§ What you need to do
Count the lines in the entries that contain "bract". Say the number and nothing more.

§ Input

• • • • •

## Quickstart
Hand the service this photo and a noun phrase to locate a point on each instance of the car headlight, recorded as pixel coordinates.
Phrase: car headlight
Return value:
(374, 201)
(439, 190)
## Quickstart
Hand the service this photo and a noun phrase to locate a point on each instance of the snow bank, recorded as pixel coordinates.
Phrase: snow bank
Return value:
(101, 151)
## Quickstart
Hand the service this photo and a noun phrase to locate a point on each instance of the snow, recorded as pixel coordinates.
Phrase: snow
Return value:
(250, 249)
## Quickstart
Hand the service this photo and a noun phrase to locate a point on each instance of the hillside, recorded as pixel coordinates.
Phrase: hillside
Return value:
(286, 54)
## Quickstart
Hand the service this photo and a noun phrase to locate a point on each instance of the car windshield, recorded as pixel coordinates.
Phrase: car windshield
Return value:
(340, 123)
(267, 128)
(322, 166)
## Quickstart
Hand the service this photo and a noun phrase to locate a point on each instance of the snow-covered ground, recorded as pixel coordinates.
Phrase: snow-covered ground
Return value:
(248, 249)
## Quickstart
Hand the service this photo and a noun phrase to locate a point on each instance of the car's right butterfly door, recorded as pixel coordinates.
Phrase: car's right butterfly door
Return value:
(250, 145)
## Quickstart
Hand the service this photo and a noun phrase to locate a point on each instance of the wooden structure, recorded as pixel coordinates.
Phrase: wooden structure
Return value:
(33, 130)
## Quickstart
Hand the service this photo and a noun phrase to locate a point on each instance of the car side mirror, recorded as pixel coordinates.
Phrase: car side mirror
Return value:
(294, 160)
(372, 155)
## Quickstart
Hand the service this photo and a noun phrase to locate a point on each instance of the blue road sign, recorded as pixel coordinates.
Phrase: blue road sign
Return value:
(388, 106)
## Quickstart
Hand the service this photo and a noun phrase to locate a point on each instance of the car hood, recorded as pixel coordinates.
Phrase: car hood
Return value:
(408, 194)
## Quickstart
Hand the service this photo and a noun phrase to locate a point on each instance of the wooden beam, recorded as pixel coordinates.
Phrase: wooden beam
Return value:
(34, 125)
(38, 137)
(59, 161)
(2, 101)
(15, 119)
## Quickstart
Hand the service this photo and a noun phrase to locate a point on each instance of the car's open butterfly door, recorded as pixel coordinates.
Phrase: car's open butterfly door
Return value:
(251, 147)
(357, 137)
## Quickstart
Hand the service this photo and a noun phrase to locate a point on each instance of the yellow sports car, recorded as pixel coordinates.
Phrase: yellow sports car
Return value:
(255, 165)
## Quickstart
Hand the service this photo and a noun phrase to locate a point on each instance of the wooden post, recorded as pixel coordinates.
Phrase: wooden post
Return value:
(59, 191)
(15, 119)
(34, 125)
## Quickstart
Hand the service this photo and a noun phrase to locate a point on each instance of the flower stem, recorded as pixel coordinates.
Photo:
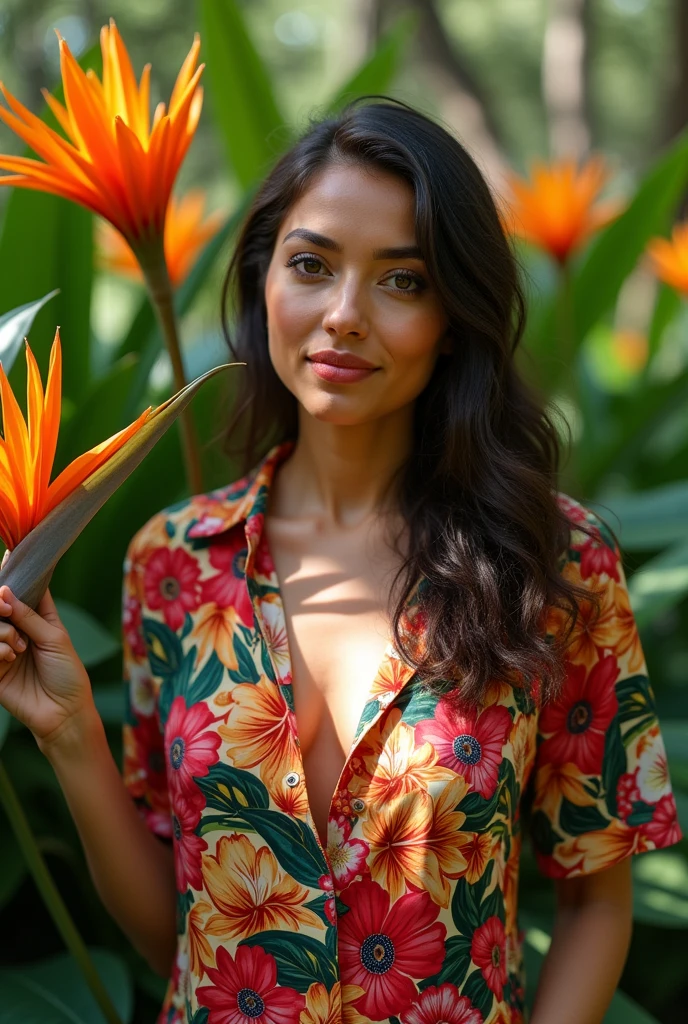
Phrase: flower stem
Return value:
(51, 897)
(152, 260)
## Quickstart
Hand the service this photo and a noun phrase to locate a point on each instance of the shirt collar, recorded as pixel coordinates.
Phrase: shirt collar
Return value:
(222, 509)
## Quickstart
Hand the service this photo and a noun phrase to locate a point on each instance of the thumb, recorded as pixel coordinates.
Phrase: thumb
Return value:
(25, 619)
(47, 609)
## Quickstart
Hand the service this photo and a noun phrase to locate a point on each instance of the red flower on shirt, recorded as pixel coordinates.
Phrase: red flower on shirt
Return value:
(227, 588)
(245, 989)
(441, 1005)
(382, 948)
(663, 829)
(187, 846)
(171, 583)
(470, 743)
(576, 723)
(488, 951)
(190, 745)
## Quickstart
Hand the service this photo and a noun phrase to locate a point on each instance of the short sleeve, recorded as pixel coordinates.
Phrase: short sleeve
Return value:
(143, 753)
(601, 787)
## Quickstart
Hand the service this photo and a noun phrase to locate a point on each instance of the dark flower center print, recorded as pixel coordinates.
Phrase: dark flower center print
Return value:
(467, 749)
(407, 912)
(377, 953)
(177, 753)
(239, 564)
(579, 717)
(250, 1004)
(170, 589)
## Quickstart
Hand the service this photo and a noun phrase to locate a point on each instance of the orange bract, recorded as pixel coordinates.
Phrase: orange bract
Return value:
(185, 233)
(112, 161)
(670, 259)
(555, 209)
(28, 450)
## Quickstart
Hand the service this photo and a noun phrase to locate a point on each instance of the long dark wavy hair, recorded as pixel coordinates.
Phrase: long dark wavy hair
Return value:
(478, 492)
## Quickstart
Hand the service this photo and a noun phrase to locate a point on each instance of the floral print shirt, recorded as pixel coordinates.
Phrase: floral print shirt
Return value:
(409, 914)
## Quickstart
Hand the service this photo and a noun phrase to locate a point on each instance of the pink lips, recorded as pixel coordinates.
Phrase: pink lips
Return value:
(342, 368)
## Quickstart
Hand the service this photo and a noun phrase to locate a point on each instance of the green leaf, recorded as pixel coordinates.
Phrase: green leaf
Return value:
(111, 702)
(143, 336)
(659, 585)
(91, 640)
(457, 961)
(292, 842)
(622, 1009)
(53, 990)
(301, 960)
(14, 326)
(376, 74)
(615, 251)
(243, 100)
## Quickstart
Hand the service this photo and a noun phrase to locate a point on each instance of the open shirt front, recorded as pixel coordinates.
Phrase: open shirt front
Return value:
(410, 914)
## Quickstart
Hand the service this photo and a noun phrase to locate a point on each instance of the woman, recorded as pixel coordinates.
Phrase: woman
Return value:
(352, 673)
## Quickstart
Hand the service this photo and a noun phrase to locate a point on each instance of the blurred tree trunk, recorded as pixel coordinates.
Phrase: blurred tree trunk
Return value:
(565, 78)
(465, 102)
(677, 105)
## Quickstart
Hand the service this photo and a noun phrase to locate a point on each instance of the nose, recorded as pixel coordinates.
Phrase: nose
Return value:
(345, 313)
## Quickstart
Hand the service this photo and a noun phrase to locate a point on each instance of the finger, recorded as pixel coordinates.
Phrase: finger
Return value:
(9, 636)
(27, 620)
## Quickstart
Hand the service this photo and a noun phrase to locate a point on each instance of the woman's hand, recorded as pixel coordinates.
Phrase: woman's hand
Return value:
(43, 682)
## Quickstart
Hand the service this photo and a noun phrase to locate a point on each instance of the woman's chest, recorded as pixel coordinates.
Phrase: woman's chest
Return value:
(335, 591)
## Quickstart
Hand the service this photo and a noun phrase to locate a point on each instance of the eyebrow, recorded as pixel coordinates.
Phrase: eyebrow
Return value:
(400, 252)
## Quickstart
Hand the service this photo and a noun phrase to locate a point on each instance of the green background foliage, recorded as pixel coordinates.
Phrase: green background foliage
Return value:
(269, 65)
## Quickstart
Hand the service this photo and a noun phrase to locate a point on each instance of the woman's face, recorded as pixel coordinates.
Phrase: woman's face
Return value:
(328, 287)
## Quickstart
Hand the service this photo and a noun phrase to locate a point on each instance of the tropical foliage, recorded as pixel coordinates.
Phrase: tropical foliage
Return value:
(622, 391)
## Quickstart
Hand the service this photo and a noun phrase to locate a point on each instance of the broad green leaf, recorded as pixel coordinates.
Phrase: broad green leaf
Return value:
(110, 701)
(14, 326)
(91, 641)
(675, 732)
(243, 99)
(622, 1010)
(5, 719)
(648, 518)
(667, 306)
(144, 337)
(300, 958)
(660, 584)
(38, 230)
(53, 990)
(614, 252)
(376, 74)
(98, 414)
(31, 563)
(12, 865)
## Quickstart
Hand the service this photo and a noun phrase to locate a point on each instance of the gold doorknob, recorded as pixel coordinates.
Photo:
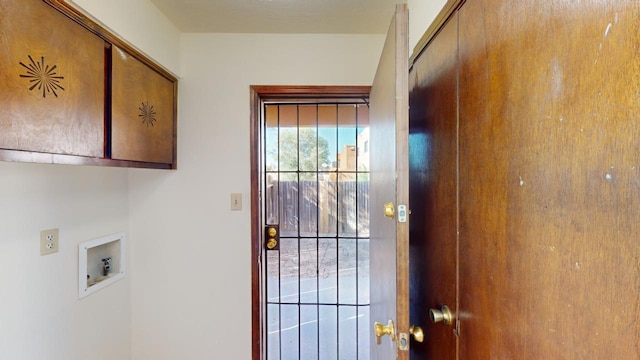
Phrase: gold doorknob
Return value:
(382, 330)
(417, 333)
(389, 210)
(444, 315)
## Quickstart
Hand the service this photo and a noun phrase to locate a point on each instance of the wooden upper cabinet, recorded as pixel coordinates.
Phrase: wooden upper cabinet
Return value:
(52, 82)
(71, 92)
(142, 111)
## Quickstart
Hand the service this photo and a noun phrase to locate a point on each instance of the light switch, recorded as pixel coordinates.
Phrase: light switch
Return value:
(236, 201)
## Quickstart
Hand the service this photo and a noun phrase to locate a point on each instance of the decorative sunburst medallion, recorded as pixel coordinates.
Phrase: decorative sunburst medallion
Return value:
(43, 77)
(147, 113)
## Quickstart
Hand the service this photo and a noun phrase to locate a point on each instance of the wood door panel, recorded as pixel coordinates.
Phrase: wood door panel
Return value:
(389, 245)
(52, 93)
(549, 180)
(143, 111)
(432, 146)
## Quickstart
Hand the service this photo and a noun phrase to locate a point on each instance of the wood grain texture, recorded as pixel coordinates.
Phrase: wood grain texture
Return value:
(548, 178)
(52, 90)
(389, 247)
(433, 189)
(549, 182)
(142, 111)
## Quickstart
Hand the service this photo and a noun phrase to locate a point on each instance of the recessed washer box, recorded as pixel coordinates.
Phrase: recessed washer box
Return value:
(101, 263)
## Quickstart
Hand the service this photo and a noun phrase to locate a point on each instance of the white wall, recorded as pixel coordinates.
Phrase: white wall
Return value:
(191, 296)
(139, 23)
(421, 15)
(41, 316)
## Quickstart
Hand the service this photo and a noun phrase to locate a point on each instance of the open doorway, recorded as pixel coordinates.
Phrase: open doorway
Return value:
(310, 181)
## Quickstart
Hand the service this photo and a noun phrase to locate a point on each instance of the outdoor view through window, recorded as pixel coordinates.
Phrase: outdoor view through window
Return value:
(316, 189)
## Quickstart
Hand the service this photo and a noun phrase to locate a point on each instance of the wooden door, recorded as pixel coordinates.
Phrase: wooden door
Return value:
(433, 186)
(550, 179)
(389, 184)
(548, 176)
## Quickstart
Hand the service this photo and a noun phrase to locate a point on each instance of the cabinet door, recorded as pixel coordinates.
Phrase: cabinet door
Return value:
(51, 89)
(143, 111)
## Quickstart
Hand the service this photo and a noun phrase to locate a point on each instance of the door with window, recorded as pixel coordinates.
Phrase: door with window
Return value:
(314, 201)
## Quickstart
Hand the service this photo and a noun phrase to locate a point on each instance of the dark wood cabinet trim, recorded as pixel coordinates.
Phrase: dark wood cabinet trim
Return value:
(77, 16)
(447, 11)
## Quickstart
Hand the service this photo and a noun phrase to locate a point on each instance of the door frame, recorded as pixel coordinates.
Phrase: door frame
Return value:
(259, 93)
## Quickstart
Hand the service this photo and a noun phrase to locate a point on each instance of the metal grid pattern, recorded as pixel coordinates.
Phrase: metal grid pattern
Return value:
(316, 188)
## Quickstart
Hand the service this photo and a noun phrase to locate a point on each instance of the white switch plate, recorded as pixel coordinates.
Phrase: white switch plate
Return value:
(236, 201)
(48, 241)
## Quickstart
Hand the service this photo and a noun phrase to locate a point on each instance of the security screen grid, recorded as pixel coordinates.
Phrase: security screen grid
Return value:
(316, 188)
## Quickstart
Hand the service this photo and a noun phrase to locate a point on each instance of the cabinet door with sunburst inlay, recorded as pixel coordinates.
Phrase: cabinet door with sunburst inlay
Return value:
(143, 112)
(52, 83)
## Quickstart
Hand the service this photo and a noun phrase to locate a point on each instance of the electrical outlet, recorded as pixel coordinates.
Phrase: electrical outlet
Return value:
(48, 241)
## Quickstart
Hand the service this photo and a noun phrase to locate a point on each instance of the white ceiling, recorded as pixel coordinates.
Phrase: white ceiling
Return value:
(280, 16)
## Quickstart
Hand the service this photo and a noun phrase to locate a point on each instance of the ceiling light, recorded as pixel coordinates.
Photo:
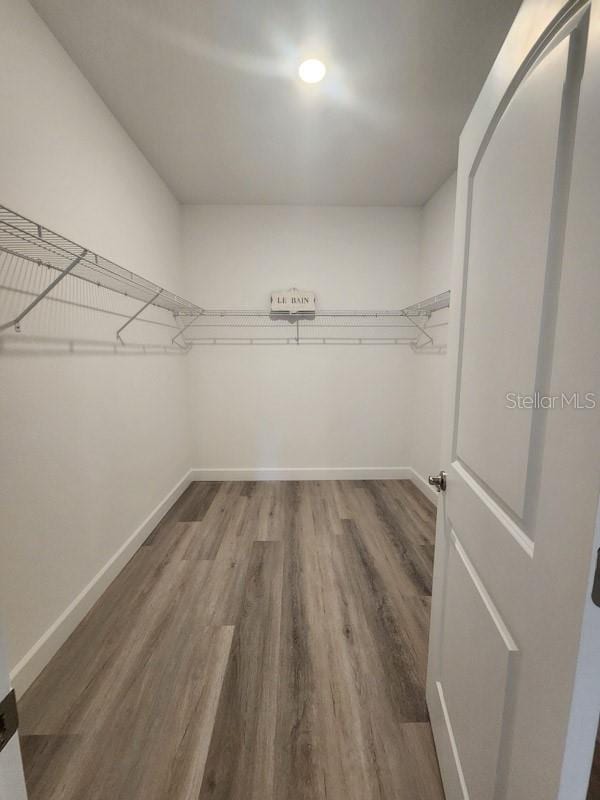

• • • • •

§ Your response
2